### Article
In this case, Plaintiff again challenges his 2002 conviction and post-conviction proceedings. He attempts to allege constitutional claims against state court Judge Thomas Bateman; privately retained counsel, Kenneth David, Frank Sheffield, and David Collins; and assistant state attorneys Owen McCaul and Adam Ruiz. These exact claims have previously been dismissed with prejudice by this Court and the Northern District as barred by the statute of limitations and res judicata; and because Plaintiff could not state a claim. See e.g., Rolle v. Tallahassee Police Dept. et al, No. 4:16-425-RH-GRJ (N.D. Fla. May 3, 2017) (dismissing claims against Owen McCaul); Rolle v. Raysor, et al., No. 5:15-cv-180-Oc-30PRL (M.D. Fla. April 14, 2015) (dismissing claims against David Collins and Judge Thomas Bateman); Rolle v. Perry, et al., No. 4:14-cv-340-WS-GRJ (N.D. Fla. July 3, 2014) (dismissing as time barred claims against Judge Thomas Bateman, Frank Sheffield, Kenneth David, David Collins, and Adam Ruiz); Rolle v. Raysor, No. 4:07-cv285-RH/WCS, 2007 WL 2698316 (N.D. Fla. Sept. 12, 2007), aff'd 267 F. App'x 925 (11th Cir. 2008) (dismissing claims against Frank Sheffield and Judge Thomas Bateman). Accordingly, Plaintiff's claims here are likewise barred.
######
Written task A
Summarize the court passage in two sentences.
### Dataset rows
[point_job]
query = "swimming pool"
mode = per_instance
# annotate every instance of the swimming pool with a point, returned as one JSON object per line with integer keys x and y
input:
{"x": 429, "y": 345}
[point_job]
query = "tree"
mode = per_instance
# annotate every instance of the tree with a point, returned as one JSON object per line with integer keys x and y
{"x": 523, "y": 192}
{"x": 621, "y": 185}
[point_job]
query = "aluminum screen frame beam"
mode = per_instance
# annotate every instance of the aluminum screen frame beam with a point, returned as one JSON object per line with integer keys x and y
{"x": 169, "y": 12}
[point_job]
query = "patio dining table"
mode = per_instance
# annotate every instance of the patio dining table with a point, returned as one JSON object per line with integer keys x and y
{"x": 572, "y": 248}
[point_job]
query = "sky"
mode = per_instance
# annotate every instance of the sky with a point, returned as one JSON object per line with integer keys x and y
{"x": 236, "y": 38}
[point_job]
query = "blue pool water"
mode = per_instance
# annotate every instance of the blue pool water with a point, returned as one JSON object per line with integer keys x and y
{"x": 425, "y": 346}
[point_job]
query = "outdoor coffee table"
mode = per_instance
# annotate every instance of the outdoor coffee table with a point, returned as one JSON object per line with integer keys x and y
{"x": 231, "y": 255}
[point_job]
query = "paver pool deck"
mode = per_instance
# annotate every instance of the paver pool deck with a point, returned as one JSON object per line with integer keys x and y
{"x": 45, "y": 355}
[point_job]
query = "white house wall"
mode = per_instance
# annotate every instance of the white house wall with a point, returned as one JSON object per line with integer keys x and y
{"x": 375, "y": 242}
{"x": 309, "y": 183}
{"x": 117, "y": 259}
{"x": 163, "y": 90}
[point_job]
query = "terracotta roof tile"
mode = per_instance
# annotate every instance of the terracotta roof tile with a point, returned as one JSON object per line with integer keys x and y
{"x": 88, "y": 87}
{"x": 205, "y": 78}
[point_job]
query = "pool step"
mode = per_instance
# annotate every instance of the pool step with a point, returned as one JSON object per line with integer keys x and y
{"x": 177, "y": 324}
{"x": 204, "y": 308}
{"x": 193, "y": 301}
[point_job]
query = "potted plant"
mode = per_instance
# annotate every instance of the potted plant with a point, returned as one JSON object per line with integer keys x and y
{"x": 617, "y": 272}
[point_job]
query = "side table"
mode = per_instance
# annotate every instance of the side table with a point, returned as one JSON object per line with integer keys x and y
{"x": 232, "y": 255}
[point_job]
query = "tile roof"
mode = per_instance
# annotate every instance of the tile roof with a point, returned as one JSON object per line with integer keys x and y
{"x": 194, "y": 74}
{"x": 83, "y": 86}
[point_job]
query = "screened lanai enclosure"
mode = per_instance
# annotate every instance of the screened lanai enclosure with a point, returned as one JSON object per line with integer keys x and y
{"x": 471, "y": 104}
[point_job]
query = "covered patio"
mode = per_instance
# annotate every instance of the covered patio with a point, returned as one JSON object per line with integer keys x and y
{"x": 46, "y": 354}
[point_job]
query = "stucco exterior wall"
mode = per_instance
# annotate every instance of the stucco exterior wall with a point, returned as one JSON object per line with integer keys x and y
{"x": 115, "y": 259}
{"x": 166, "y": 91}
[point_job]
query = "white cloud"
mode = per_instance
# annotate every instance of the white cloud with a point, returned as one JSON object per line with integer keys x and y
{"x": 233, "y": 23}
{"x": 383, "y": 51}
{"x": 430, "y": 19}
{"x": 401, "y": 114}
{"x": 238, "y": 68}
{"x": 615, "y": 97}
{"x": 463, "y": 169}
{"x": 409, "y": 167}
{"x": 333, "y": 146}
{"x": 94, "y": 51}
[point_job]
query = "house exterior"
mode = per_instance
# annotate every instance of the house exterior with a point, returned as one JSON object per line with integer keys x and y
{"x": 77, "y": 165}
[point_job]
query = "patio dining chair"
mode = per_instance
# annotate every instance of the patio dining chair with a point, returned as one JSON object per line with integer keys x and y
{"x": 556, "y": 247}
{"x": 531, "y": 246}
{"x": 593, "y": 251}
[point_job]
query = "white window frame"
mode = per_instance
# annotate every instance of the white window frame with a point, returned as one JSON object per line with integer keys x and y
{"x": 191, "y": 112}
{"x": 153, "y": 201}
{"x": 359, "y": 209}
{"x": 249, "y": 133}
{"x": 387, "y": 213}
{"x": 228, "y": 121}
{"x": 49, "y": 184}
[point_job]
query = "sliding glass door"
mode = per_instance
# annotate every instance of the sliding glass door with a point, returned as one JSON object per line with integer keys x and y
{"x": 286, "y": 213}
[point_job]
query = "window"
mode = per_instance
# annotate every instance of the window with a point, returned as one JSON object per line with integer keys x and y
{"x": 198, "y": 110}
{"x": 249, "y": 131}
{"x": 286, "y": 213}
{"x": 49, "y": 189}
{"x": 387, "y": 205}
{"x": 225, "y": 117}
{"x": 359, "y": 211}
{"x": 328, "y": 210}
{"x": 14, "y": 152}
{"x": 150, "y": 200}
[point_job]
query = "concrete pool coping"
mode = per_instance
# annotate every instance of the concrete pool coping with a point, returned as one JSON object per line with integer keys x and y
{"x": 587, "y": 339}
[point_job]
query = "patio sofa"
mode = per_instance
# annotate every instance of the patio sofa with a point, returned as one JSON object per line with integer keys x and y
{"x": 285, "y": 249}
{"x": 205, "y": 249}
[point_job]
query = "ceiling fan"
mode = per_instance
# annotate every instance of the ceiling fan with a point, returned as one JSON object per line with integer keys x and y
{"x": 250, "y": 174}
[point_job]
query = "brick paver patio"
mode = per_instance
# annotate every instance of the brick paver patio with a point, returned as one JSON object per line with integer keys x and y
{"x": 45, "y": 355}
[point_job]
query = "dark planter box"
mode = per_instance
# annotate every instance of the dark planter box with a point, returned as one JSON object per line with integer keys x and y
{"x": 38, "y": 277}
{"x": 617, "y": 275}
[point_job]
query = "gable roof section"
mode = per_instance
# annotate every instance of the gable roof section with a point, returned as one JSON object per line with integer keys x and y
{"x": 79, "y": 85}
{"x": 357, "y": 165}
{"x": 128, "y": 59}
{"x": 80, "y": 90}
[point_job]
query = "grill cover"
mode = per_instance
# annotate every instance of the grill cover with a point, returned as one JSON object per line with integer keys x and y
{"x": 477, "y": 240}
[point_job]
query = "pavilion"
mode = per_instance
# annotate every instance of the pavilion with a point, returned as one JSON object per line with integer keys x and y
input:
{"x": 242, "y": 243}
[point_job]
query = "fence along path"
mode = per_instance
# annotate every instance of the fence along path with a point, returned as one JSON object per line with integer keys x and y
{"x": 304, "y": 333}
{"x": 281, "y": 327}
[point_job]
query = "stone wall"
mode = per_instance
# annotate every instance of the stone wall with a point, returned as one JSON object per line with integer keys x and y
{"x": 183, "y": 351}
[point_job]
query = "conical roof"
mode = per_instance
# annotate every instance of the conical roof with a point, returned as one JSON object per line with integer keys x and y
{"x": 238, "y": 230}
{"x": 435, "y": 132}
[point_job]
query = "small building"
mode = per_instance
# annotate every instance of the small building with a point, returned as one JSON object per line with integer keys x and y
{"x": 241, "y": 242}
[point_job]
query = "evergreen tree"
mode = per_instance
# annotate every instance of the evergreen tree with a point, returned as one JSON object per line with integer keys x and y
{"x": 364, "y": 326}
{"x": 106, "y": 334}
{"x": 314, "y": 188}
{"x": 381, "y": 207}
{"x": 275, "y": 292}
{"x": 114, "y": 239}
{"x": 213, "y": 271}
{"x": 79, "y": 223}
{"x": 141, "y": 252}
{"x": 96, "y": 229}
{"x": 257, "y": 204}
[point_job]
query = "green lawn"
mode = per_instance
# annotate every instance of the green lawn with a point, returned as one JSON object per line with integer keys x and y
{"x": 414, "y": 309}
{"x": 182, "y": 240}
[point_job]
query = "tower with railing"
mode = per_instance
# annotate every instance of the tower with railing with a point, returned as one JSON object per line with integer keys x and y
######
Written task B
Report each line of the listing that contains the string "coping", treating uppercase and lowercase as different.

Written solution A
Plaintiff again challenges his 2002 conviction and post-conviction proceedings, attempting to allege constitutional claims against a state court judge, privately retained counsel, and assistant state attorneys. Because these exact claims were previously dismissed with prejudice by this Court and the Northern District as barred by the statute of limitations and res judicata, and because Plaintiff could not state a claim, his claims here are likewise barred.

Written solution B
query = "concrete pool coping"
# annotate every instance of the concrete pool coping with a point, returned as one JSON object per line with integer keys x and y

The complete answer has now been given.